Things to do:
1: In the LSTM configuration guide, which directory should SWE data for snow training be placed in?
2: Pick up the LSTM configuration guide after its final line and keep writing it.
— begin Document section —
LSTM with Snow Modeling #

Multi-task learning for flow and snow:

# config.yaml
HYDROLOGICAL_MODEL: LSTM

# Enable snow prediction
LSTM_USE_SNOW: true

# Requires snow observations for training
# Place SWE data in: <project_dir>/observations/snow/

# Adjust network for added complexity
LSTM_HIDDEN_SIZE: 256  # Larger network
LSTM_NUM_LAYERS: 4
LSTM_EPOCHS: 500

Transfer Learning Workflow #

Train on data-rich basin, transfer to ungauged basin:

# Step 1: Train on donor basin
# config_donor.yaml
DOMAIN_NAME: donor_basin
HYDROLOGICAL_MODEL: LSTM

# (standard config...)
# The trained model is saved automatically under models/LSTM/

# Step 2: Apply to ungauged basin
# config_ungauged.yaml
DOMAIN_NAME: ungauged_basin
HYDROLOGICAL_MODEL: LSTM

# Load pre-trained model
LSTM_LOAD: true

# Fine-tune (if any observations available)
— end Document section —
— begin Supplied entries —
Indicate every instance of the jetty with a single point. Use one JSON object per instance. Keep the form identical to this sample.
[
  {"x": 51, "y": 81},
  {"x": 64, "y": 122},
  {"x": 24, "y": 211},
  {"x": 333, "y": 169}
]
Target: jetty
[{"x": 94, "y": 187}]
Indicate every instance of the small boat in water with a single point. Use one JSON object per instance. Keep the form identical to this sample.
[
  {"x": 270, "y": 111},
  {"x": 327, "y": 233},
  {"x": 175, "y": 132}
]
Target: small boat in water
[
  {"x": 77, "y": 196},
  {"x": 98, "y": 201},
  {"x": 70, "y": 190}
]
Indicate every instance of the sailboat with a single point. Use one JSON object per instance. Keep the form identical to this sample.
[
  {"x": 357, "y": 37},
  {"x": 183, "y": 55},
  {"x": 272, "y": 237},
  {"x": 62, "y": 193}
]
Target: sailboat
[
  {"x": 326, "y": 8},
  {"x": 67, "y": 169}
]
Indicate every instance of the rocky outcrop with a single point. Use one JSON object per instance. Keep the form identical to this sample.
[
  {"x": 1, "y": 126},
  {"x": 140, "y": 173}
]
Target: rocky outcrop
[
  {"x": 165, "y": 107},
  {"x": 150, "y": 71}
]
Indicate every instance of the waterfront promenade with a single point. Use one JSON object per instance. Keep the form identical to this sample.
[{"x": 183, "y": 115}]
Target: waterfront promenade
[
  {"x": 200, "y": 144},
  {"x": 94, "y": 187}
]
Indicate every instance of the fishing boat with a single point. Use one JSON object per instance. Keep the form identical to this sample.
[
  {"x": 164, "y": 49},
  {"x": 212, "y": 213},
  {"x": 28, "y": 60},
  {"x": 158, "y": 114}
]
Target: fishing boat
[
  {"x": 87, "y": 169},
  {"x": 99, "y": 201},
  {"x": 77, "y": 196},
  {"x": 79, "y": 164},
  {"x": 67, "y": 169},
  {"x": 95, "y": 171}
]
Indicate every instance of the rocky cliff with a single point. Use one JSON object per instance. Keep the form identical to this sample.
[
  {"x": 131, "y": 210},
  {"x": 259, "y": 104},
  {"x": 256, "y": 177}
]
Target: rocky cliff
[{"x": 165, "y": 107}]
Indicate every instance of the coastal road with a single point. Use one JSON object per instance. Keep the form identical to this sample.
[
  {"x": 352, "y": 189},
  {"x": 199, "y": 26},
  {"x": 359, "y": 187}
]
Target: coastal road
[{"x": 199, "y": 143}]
— end Supplied entries —
Answers given:
1: <project_dir>/observations/snow/

2:
LSTM_EPOCHS: 50  # Short fine-tuning

Distributed LSTM #

LSTM on distributed domain:

# Semi-distributed LSTM
DOMAIN_DEFINITION_METHOD: semidistributed
POUR_POINT_COORDS: [-115.0, 51.0]

HYDROLOGICAL_MODEL: LSTM

# Optional: Train through routing
LSTM_TRAIN_THROUGH_ROUTING: true
ROUTING_MODEL: mizuRoute

Hyperparameter Tuning #

Key Hyperparameters #

1. Hidden Size

LSTM_HIDDEN_SIZE: [64, 128, 256, 512]

Larger = more capacity, more parameters
128-256 typical for single basin
Use 64 for simple basins, 512 for complex multi-variate

2. Number of Layers

LSTM_NUM_LAYERS: [1, 2, 3, 4]

More layers = deeper temporal abstractions
Diminishing returns after 3-4 layers
Increases training time significantly

3. Lookback Window

LSTM_LOOKBACK: [365, 540, 730]

Longer = captures longer memory (e.g., snowmelt lag)
365 (1 year): standard
730 (2 years): for systems with multi-year memory
Increases memory usage

4. Dropout

LSTM_DROPOUT: [0.0, 0.1, 0.2, 0.3, 0.5]

Higher = more regularization (prevents overfitting)
0.2-0.3 typical
Use 0.4-0.5 if overfitting evident

5. Learning Rate

LSTM_LEARNING_RATE: [0.0001, 0.0005, 0.001, 0.005]

Default 0.001 works well usually
Lower if training unstable
Higher for faster convergence (but risk instability)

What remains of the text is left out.